What you should do —
Copy the data from its first line through the line containing "0 0 626 417", swapping "blue" for "green" and keeping everything else the same.

──────── Working data

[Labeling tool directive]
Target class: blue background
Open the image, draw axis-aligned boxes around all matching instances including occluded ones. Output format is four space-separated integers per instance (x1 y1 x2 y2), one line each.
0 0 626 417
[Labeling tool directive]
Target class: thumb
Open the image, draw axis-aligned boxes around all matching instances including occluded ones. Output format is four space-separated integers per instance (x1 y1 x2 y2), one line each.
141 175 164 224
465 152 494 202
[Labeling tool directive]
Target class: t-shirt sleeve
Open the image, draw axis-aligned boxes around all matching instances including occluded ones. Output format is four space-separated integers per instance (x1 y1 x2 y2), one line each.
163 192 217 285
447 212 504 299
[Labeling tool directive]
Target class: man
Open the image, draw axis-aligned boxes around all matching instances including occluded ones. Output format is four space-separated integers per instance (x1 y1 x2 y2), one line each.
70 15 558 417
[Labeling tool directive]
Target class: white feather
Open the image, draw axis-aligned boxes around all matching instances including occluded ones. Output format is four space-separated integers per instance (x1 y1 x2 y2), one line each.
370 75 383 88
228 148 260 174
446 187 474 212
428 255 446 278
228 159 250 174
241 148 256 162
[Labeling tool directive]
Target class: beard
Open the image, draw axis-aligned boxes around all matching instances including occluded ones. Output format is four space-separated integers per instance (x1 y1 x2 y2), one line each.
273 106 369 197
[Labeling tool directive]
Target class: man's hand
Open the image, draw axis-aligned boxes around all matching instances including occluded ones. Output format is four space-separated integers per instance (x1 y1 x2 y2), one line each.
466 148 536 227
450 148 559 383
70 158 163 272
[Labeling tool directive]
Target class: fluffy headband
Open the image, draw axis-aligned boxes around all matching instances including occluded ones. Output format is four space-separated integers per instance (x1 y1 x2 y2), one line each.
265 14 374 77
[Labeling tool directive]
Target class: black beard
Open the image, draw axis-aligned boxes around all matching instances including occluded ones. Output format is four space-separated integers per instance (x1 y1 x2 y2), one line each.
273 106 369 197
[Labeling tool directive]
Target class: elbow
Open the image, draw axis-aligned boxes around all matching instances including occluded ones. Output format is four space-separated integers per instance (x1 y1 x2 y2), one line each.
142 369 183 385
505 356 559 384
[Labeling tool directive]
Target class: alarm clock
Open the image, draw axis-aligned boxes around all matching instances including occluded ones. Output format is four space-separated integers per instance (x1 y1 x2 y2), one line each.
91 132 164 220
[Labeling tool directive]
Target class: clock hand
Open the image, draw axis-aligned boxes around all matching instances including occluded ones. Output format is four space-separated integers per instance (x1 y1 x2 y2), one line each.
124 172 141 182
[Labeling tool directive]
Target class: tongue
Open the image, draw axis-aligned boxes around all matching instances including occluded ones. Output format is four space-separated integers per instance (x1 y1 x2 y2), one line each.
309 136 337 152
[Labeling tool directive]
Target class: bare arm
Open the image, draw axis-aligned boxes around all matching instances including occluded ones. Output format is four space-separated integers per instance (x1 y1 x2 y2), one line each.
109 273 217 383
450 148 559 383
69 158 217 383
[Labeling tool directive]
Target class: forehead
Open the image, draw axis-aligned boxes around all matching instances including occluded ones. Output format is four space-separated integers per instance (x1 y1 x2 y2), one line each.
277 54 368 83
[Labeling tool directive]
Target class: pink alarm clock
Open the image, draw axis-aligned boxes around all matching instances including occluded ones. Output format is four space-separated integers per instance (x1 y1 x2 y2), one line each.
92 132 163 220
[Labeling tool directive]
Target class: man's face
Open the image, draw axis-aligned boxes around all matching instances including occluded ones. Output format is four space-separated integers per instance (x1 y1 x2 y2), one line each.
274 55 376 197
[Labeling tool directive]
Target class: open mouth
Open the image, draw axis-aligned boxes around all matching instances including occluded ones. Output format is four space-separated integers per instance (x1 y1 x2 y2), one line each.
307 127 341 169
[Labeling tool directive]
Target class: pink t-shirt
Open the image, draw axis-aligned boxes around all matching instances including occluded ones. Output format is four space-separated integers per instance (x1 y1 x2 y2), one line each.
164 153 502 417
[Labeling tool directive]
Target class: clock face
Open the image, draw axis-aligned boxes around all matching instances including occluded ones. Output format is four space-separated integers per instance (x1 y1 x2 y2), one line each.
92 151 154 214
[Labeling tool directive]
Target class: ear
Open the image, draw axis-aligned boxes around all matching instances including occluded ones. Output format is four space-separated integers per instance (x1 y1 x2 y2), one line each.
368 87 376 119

────────────────

Output for this exercise —
[Labeling tool directive]
Target class: green background
Open the image, draw axis-aligned boxes around all matching instances including occluded ones. Output format is four space-separated integers per instance (x1 y1 x2 y2), one line each.
0 0 626 417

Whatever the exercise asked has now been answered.